Lay out the rows below as a numbered list, beginning at the line that contains "of the blurred" and continuing through the final line of the rows. Leave out any blank lines.

★ ★ ★

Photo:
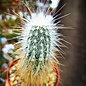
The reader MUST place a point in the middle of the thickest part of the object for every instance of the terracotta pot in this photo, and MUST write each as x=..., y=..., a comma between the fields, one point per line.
x=15, y=61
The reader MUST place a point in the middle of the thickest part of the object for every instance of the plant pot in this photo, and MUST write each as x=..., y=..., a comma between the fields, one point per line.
x=52, y=79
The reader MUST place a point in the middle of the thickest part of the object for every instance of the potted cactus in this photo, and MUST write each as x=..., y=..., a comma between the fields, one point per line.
x=38, y=65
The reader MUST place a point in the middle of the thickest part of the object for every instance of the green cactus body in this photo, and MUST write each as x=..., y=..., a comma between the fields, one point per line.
x=38, y=47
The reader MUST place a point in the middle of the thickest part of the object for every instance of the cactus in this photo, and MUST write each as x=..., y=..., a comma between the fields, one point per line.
x=38, y=64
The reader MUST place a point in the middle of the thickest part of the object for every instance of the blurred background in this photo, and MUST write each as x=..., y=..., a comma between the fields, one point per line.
x=73, y=73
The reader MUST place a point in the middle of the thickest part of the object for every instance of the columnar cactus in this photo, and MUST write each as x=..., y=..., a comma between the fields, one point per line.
x=37, y=65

★ ★ ★

** In response **
1. The reader MUST place a point in the middle of the thickest part of the object for every instance of the blurred background in this photo, and MUST write each as x=..., y=..., a comma between the fields, one point per line.
2. x=73, y=73
3. The reader MUST place a point in the middle of the thickest part of the object for every instance of the columnar cactus in this photo, and MUST write each as x=..., y=..., a comma between the fields, one point per line.
4. x=37, y=65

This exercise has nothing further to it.